--- Material for this task Enclosed Below ---
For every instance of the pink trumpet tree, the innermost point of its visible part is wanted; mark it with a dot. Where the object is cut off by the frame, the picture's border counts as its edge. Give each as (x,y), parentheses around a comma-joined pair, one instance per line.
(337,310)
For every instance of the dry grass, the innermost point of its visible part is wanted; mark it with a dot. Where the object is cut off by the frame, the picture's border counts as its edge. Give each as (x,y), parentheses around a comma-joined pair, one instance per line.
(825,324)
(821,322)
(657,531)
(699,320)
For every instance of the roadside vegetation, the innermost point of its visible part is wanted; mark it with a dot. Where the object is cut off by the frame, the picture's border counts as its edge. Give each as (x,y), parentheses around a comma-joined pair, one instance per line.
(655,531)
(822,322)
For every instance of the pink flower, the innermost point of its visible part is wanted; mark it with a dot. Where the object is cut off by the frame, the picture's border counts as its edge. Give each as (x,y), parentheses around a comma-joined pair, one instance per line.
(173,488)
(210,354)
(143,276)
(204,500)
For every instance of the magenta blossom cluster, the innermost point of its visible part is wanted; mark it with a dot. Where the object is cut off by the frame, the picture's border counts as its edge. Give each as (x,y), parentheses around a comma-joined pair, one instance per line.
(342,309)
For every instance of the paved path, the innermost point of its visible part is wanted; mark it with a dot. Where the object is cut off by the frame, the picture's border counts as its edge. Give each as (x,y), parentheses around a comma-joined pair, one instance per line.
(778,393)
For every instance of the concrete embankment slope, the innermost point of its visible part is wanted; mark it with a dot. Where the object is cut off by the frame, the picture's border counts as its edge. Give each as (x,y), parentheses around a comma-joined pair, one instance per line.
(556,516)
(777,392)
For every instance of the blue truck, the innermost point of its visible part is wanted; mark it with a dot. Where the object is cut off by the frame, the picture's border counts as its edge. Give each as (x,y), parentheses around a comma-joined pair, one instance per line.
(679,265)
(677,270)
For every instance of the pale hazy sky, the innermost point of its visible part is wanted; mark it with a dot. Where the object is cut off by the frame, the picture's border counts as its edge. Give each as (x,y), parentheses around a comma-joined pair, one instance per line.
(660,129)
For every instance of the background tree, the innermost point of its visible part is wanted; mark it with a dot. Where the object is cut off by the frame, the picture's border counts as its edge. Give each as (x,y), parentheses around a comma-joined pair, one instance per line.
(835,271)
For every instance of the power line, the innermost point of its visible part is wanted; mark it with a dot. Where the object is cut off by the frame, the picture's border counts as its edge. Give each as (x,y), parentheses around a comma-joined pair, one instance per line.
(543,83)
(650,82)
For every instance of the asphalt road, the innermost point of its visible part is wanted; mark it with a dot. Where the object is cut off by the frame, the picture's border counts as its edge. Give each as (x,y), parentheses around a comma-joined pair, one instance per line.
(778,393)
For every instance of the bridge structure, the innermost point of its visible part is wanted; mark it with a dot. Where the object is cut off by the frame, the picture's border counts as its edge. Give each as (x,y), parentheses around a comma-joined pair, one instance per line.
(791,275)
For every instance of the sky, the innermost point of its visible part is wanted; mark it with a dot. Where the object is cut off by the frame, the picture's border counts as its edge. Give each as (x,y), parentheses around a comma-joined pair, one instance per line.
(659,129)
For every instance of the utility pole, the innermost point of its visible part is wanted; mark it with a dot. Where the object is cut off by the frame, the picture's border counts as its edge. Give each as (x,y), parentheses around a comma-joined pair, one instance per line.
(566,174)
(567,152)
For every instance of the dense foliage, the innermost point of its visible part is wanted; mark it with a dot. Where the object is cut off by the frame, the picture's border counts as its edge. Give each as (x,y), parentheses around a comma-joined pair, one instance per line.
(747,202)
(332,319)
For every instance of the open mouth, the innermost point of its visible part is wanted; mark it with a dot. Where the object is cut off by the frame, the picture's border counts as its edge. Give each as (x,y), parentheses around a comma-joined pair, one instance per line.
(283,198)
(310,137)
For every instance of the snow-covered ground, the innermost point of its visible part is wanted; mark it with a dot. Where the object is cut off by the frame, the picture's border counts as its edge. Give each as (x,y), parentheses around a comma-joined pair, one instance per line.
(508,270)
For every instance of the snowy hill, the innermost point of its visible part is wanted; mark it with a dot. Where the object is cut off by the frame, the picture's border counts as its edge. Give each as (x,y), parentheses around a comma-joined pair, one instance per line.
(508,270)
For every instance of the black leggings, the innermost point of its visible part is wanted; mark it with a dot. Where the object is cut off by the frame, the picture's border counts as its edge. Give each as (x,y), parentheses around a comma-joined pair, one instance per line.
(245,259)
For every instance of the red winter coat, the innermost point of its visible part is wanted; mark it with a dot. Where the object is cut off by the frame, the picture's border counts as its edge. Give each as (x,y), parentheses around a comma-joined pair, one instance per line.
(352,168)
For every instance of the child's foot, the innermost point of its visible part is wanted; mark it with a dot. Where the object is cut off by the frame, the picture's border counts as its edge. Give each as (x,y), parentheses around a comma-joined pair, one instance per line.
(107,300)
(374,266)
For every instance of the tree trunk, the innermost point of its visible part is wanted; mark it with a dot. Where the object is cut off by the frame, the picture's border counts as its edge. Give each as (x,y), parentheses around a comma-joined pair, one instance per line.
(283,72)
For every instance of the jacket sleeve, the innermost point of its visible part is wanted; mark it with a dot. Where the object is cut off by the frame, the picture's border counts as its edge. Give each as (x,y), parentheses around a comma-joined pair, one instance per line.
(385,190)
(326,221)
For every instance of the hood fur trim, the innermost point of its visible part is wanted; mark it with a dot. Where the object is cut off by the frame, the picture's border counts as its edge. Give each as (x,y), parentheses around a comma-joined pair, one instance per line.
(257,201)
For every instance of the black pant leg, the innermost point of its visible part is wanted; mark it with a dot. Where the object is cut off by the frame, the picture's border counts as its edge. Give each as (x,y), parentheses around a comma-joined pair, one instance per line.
--- End of Enclosed Material for this task ---
Task requirements =
The data above should be output exactly, with each line intact.

Task response =
For every instance of the pink trumpet tree, the innermost point of its visible part is wanted; mark it with a dot. Where the object is cut off by the frame, the picture's border counts as its edge. Give each as (x,y), parentheses around a comma-joined pair, one instance per line.
(337,310)
For every instance of the dry grass, the innermost point of its visible part is wanted; mark it with a dot. Where the object is cut off by the frame, the picture's border counts as its edge. Give each as (x,y), parentheses around a comma-joined pair, one instance per line.
(825,324)
(821,322)
(657,531)
(699,320)
For every instance of the roadside vegetation, the innermost point of its visible part is wanted; mark it with a dot. Where the object is cut off by the frame, the picture's border counts as its edge. Give each as (x,y), parentheses around a comma-joined pair, one instance per line.
(655,531)
(822,322)
For every instance of the pink flower, the innermost point of its visible part is wanted; mark it with a dot. Where the object is cut off by the frame, the picture's border counts as its edge. Give each as (x,y), parentheses around a comma-joined pair, one instance per line.
(173,488)
(210,354)
(143,276)
(204,500)
For every instance of the magenta blossom cluster, the innermost point of its visible part is wanted; mark it with a dot. Where the object is cut off by the frame, the picture's border counts as its edge. Give each as (x,y), parentheses around a comma-joined pair, one instance per line.
(342,309)
For every instance of the paved path, the innermost point of its visible part is wanted; mark it with a dot. Where the object is cut off by the frame, the picture's border counts as its edge. Give each as (x,y), parentheses around a comma-joined pair, one instance per line.
(778,393)
For every instance of the concrete embankment slope, the innermost point of its visible part is wanted; mark it with a dot. Where the object is cut off by the frame, the picture's border counts as its edge. Give each as (x,y), parentheses around a comma-joined pair, one instance per line.
(556,516)
(777,392)
For every instance of the blue truck, the innermost point of its visible part is wanted; mark it with a dot. Where the object is cut off by the frame, the picture's border counts as its edge. Give each as (x,y), parentheses around a comma-joined pair, one instance per line.
(679,265)
(677,270)
For every instance of the pale hazy sky, the innermost point of its visible part is wanted; mark it with a dot. Where the object is cut off by the frame, the picture's border counts as its edge. Give each as (x,y), parentheses around a comma-joined pair, one instance per line.
(660,129)
For every instance of the background tree, the innermost point of its visible part is wanted; mark it with a dot. Where the object is cut off by the frame, the picture's border counts as its edge. Give each as (x,y), parentheses around a comma-joined pair, one instance per line.
(835,271)
For every instance of the power line, the innermost point of its visible part is wanted; mark it with a dot. Where the object is cut off by the frame, the picture's border counts as its edge. Give each as (x,y), parentheses around a comma-joined pair, one instance per line.
(543,83)
(650,82)
For every instance of the asphalt road, the innermost point of its visible part is wanted; mark it with a dot. Where the object is cut off by the frame, the picture's border counts as its edge. Give each as (x,y), parentheses around a comma-joined pair, one instance per line.
(778,393)
For every instance of the bridge structure, the innermost point of its visible part is wanted; mark it with a dot. Where the object is cut off by the frame, the picture's border counts as its edge. Give each as (x,y), parentheses around a comma-joined pair, one instance per line.
(791,275)
For every instance of the sky, the innermost point of its visible part is wanted; mark it with a dot. Where the object is cut off by the frame, the picture's border counts as its edge. Give each as (x,y), parentheses around a comma-joined pair, one instance per line.
(659,129)
For every instance of the utility pole, the innermost point of its visible part is wanted; mark it with a dot. Where the object is cut off by the frame, the picture's border counts as its edge. Give each as (x,y), parentheses around a comma-joined pair, one instance per line.
(566,174)
(567,152)
For every instance of the dense foliage, the innermost point of its visible part is wanted; mark it with a dot. Where the object is cut off by the frame, the picture's border counts as its edge. Give each as (x,y), parentheses around a comma-joined pair, one instance per line.
(747,202)
(332,319)
For every instance of the open mouth, the innermost point of its visible part is wanted; mark it with a dot. Where the object is cut off by the frame, the picture's border counts as its edge. Give each as (x,y), parentheses around a comma-joined pair, one instance per line.
(283,198)
(310,137)
For every instance of the snow-covered ground, the innermost point of its visible part is wanted; mark it with a dot. Where the object is cut off by the frame, the picture's border counts as its edge. Give each as (x,y), parentheses around a comma-joined pair, one instance per line.
(508,270)
For every instance of the snowy hill, the innermost point of its visible part is wanted; mark it with a dot. Where the object is cut off by the frame, the picture's border counts as its edge. Give each as (x,y), parentheses around a comma-joined pair, one instance per line.
(508,270)
For every instance of the black leggings, the innermost point of its visible part is wanted; mark it with a dot. Where the object is cut off by the frame, the picture's border counts as its edge. Give each as (x,y), parentheses around a comma-joined pair, one instance per line.
(245,259)
For every instance of the red winter coat, the innermost point of its visible part is wanted; mark it with a dot. Where the object is cut off by the frame, the picture's border counts as its edge. Give each as (x,y), parentheses around a comma-joined pair, one instance per line.
(352,168)
For every instance of the child's foot, the innermost point of its visible part is wanted; mark it with a dot. Where the object is cut off by the frame, the picture's border counts as its edge. Give each as (x,y), parentheses around a comma-joined pair, one instance per line.
(107,300)
(374,266)
For every instance of the tree trunk, the innermost point of its visible part is wanted; mark it with a dot. Where the object is cut off by the frame, the picture's border counts as its edge. Give each as (x,y), parentheses around a comma-joined pair, one instance per line.
(283,72)
For every instance of the jacket sleeve, the innermost point of its visible part is wanted; mark it with a dot. Where the object is cut off by the frame, the picture's border counts as its edge. Give each as (x,y), parentheses around a comma-joined pair, one instance per line.
(385,190)
(326,221)
For every instance of the hood fur trim, the innermost point of its visible part is wanted; mark it with a dot. Where the object is cut off by the frame, the picture's border counts as its edge. Give each as (x,y), parentheses around a comma-joined pair, one instance per line.
(257,201)
For every instance of the black pant leg, the innermost point of its visible part is wanted; mark it with a dot. Where the object is cut off by the frame, the picture's border counts as its edge. Give each as (x,y), parentheses around a comma-joined pair, one instance per line.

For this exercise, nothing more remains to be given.